• [Provided data]
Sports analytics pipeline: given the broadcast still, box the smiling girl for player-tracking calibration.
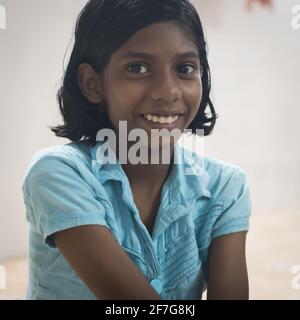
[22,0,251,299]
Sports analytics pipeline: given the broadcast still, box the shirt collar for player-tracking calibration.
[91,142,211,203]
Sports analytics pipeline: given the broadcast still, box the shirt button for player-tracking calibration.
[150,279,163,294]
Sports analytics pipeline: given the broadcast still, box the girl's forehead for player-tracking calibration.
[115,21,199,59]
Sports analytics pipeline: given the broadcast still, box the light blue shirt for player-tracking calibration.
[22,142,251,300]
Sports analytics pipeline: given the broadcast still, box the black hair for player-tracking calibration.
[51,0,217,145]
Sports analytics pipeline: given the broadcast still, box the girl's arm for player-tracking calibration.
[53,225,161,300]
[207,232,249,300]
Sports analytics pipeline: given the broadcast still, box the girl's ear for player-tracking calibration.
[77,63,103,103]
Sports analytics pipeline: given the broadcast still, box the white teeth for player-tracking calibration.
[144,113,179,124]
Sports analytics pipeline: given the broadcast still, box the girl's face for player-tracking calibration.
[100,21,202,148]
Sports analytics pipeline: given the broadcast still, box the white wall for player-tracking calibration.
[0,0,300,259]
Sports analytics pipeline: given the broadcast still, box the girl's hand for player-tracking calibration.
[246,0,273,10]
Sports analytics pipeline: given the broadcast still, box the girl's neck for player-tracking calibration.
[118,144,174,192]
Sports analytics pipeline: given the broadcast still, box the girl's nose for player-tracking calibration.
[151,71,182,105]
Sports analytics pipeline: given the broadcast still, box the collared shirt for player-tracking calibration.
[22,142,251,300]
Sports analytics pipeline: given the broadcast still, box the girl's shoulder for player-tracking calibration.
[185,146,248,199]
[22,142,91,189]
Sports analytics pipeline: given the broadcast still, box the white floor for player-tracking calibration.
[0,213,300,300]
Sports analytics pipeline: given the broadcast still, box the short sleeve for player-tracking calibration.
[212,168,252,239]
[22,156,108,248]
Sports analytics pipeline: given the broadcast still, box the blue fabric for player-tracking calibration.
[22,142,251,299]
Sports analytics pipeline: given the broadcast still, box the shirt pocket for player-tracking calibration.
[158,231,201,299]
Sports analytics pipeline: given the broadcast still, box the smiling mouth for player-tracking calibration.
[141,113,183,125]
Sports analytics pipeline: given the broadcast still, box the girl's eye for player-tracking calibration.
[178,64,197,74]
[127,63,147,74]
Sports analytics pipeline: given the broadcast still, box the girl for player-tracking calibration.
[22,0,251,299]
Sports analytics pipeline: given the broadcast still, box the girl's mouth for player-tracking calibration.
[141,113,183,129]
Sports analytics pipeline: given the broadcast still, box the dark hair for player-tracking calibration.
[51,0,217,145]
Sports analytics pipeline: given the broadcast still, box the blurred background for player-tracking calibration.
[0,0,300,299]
...
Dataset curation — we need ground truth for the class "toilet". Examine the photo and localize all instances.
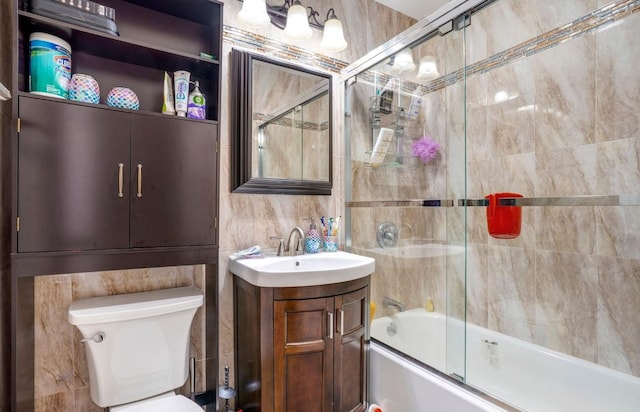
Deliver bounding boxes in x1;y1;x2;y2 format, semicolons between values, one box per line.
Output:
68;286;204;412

• [Written task] Express the records above as a JSON list of strings, one string per line, starting at the line that contains "face for player-tracking calibration." and ending at the line that contains "[246,0,273,10]". Include both end lines and leave out blank lines.

• [Answer below]
[
  "Sports analytics pipeline: given the broadcast still, box the girl's face for player-tracking calibration.",
  "[100,21,202,148]",
  "Sports analytics pipeline: given the broadcast still, box the white wall for player-tracking calibration.",
  "[0,0,300,259]",
  "Sports analytics pipeline: given the broadcast still, box the girl's hand for player-tracking calibration.",
  "[246,0,273,10]"
]